Written task: Filter the rows below and copy every line that contains the string "person". Matching is case-sensitive.

• • •

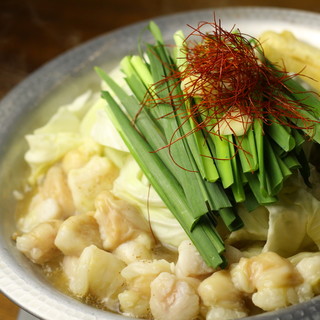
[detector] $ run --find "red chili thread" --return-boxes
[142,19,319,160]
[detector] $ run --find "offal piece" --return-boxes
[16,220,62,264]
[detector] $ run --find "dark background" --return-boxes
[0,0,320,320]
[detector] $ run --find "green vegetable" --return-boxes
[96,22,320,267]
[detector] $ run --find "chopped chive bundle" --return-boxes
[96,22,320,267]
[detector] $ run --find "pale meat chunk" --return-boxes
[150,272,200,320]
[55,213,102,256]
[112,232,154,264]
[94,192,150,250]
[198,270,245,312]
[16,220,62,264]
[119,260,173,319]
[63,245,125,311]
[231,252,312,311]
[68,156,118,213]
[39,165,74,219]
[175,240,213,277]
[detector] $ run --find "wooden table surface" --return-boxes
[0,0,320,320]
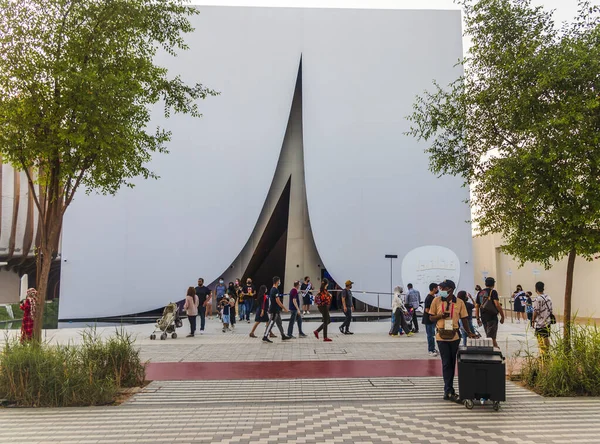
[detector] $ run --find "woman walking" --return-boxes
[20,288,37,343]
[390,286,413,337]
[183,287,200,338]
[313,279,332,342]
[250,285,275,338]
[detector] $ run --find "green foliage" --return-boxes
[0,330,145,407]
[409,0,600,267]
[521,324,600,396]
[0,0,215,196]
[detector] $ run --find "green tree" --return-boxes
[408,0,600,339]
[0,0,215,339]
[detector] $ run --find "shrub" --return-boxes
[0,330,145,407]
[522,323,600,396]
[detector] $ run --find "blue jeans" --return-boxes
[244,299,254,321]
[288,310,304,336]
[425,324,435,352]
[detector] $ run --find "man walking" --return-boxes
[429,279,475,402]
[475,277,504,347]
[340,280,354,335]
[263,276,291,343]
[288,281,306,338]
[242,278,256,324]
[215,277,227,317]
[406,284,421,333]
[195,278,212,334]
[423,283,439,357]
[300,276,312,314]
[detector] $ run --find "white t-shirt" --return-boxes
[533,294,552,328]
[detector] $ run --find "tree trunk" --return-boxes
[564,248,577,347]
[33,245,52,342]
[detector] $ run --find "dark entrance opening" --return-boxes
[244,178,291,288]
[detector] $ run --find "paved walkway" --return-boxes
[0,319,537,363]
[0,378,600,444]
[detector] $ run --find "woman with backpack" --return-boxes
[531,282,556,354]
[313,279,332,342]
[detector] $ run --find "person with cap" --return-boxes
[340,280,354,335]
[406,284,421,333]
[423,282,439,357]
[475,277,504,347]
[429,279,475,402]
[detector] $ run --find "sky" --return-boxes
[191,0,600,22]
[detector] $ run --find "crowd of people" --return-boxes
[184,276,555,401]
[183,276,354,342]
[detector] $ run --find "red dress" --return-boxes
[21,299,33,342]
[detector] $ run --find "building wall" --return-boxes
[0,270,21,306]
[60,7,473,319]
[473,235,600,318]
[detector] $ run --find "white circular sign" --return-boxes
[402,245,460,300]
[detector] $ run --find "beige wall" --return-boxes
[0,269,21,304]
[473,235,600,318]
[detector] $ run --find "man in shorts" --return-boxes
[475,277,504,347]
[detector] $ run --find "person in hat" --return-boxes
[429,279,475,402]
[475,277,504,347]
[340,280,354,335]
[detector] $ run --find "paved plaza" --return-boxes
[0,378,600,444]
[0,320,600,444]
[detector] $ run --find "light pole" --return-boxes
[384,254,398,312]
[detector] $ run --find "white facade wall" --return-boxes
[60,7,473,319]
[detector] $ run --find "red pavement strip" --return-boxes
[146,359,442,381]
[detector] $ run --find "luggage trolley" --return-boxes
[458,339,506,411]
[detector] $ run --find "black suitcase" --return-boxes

• • •

Task answer:
[detector] $ run --find "person with cap" --return-boxes
[detector] $ run --find "person in hat" --return-boxes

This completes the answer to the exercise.